§ **Instruction**: Please find each line in the items below that contains the word "white" and copy those lines out. Case counts.

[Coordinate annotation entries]
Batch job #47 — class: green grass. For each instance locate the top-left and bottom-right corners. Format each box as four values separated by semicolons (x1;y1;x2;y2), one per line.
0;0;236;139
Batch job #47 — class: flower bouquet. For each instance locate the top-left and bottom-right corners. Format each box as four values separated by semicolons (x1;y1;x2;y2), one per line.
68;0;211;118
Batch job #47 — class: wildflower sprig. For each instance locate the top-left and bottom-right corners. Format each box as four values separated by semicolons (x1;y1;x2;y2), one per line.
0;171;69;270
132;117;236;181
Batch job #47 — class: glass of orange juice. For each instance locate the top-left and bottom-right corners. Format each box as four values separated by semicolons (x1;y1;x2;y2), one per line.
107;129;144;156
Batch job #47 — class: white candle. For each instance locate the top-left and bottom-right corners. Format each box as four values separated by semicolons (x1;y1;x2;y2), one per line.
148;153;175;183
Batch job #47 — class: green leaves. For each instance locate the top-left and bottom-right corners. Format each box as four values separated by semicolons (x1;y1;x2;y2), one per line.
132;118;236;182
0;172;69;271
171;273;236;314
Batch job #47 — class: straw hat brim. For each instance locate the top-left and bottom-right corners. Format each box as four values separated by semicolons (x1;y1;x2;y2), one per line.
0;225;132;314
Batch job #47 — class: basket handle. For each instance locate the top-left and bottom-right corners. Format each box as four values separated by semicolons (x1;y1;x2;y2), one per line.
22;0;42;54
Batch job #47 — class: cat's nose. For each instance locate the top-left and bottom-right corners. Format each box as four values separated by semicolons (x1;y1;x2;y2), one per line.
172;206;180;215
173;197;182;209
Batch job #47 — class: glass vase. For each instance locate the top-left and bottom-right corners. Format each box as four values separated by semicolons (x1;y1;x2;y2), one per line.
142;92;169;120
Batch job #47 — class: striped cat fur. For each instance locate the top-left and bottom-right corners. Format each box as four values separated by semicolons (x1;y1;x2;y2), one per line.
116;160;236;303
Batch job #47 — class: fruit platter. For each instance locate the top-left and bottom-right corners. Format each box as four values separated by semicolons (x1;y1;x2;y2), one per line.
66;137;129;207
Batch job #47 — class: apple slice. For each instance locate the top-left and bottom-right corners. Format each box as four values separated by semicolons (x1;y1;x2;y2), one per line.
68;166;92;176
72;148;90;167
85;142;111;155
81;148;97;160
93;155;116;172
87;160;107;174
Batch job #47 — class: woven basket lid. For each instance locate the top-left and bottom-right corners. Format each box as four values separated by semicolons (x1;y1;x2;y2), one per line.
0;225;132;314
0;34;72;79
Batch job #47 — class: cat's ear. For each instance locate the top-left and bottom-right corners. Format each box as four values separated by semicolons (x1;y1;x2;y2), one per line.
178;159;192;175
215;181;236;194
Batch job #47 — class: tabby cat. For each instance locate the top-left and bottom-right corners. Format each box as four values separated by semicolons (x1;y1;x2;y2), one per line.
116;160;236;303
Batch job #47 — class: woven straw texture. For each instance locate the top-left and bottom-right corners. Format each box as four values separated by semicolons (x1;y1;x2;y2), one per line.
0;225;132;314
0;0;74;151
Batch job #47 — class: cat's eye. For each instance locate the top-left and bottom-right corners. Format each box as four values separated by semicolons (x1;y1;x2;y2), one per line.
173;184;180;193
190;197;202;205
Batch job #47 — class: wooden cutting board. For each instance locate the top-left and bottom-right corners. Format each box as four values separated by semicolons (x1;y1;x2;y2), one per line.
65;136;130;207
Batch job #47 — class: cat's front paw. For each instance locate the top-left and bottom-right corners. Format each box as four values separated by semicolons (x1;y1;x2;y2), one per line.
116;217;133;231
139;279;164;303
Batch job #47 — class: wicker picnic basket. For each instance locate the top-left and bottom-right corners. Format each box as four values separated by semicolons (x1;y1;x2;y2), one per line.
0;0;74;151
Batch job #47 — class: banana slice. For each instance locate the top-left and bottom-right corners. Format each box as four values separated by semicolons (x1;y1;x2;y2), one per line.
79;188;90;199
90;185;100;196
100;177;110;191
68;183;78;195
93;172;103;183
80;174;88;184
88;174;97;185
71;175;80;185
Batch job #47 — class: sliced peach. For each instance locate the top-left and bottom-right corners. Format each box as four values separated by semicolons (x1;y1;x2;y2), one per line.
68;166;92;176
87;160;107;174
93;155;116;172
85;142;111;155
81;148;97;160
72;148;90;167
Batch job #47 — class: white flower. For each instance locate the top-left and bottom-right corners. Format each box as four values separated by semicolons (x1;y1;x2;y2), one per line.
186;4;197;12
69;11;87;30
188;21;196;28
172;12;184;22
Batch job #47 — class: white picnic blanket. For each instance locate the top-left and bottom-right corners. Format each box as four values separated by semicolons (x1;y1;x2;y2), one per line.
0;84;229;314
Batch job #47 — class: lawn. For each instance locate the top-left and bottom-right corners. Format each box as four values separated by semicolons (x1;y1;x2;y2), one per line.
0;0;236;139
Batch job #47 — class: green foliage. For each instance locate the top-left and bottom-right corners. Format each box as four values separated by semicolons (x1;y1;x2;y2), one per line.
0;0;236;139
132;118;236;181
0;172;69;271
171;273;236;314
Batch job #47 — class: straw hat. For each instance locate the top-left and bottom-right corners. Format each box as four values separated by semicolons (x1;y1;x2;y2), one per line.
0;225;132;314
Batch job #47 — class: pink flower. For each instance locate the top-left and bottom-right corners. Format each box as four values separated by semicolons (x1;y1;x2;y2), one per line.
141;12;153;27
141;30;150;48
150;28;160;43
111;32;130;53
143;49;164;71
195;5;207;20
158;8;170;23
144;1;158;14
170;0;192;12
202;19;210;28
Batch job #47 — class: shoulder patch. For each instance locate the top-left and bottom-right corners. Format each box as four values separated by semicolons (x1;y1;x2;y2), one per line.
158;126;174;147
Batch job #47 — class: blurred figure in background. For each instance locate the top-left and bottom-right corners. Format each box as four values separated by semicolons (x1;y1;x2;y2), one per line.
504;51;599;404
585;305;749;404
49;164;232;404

§ **Exercise result**:
Batch job #47 — class: white candle. For each instance locate the top-left and bottom-right corners. Format each box as four values separated by semicolons (x1;y1;x2;y2), one per line.
Batch job #47 — class: white flower. For each instance locate the top-left and bottom-right corners. Format each box as four values separated by semicolons (x1;y1;x2;y2), one per line.
Batch job #47 — class: white picnic blanket. For each instance locate the top-left and bottom-right corners. Format each box as four values separated by semicolons (x1;y1;x2;y2), one per line.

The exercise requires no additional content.